» **WORK TO COMPLETE**
[1] List the years that appear as column headings in the table header of the financial report passage.
[2] Write what comes next in the financial report passage, picking up right after its last line.

------ DOCUMENT PASSAGE ------

Future growth is dependent upon success in these endeavors.
Fidelity has been named as a defendant in, and/or certain of its
operations are the subject of, more than a dozen lawsuits filed in
connection with its coalbed natural gas development in the Powder
River Basin in Montana and Wyoming. If the plaintiffs are
successful in these lawsuits, the ultimate outcome of the actions
could have a material effect on Fidelity's existing coalbed
natural gas operations and/or the future development of its
coalbed natural gas properties.

For further information on certain factors that should be
considered for a better understanding of the Company's financial
condition, see the various important factors listed under the
heading Risk Factors and Cautionary Statements that May Affect
Future Results, as well as other factors that are listed in
Part I.

For information pertinent to various commitments and
contingencies, see Items 1 and 2 -- Business and Properties,
Item 3 -- Legal Proceedings and Item 8 -- Financial Statements and
Supplementary Data - Notes to Consolidated Financial Statements.

Earnings Overview

The following table summarizes the contribution to consolidated
earnings by each of the Company's businesses.

Years ended December 31, 2004 2003 2002
(Dollars in millions, where applicable)

------ EXCERPTED DATA ------

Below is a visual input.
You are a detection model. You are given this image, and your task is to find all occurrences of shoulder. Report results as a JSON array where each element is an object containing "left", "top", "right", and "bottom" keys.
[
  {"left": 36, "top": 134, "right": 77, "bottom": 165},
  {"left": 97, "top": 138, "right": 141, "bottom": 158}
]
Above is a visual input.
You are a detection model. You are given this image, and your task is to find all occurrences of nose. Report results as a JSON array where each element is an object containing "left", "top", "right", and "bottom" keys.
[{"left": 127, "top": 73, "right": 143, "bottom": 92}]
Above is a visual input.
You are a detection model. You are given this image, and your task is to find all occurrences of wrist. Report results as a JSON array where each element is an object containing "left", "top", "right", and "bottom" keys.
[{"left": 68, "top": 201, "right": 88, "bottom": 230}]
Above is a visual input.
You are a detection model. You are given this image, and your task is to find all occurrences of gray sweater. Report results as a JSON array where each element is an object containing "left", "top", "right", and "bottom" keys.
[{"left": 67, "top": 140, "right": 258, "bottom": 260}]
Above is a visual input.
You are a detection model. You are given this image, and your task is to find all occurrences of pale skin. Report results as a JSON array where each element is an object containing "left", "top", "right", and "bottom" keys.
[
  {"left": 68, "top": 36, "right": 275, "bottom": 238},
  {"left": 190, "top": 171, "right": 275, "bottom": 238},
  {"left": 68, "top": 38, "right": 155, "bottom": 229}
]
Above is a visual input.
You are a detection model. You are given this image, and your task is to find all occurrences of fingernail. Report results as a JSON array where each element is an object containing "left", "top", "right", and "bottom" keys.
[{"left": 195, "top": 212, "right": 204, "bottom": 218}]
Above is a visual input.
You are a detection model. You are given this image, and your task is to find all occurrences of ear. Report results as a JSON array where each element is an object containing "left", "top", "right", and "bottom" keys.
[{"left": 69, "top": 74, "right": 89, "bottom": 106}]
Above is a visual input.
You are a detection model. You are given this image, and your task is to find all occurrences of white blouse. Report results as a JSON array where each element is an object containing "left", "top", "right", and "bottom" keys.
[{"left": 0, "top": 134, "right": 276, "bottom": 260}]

------

» **RESULTS IN ORDER**
[1] 2004, 2003, 2002

[2]
Electric $ 12.8 $ 16.9 $ 15.8
Natural gas distribution 2.2 3.9 3.6
Utility services (5.6) 6.2 6.4
Pipeline and energy services 8.9 18.2 19.1
Natural gas and oil production 110.8 63.0 53.2
Construction materials and mining 50.7 54.4 48.7
Independent power production 26.3 11.4 .3
Other .3 .6 .6
Earnings on common stock $ 206.4 $ 174.6 $ 147.7

Earnings per common share - basic $ 1.77 $ 1.57 $ 1.39

Earnings per common share - diluted $ 1.76 $ 1.55 $ 1.38

Return on average common equity 13.2% 13.0% 12.5%

2004 compared to 2003

Consolidated earnings for 2004 increased $31.8 million from the
comparable prior period. The earnings increase was largely the
result of:
- Higher natural gas prices of 20 percent and higher oil prices
of 25 percent at the natural gas and oil production business
- Increased natural gas production of 9 percent at the natural
gas and oil production business
- Higher net income of $14.8 million from the Company's share
of its equity method investment in Brazil
- Favorable resolution of federal and related state income tax
matters of $8.3 million, including interest
- The absence in 2004 of a noncash transition charge in 2003 of
$7.6 million (after tax), reflecting the cumulative effect of an
accounting change, as discussed in Item 8 -- Financial Statements
and Supplementary Data - Notes 1 and 8

Partially offsetting the increase were:
- Higher operation and maintenance expense including payroll,
severance-related expenses, pension costs, higher fuel costs of
which a significant portion was not recovered through higher
prices at the construction materials and mining business, as well
as costs associated with adverse weather at the Texas construction
materials and mining business
- Lower inside electrical margins at the utility services
business, including the effect of losses on a few large jobs of
$5.8 million (after tax)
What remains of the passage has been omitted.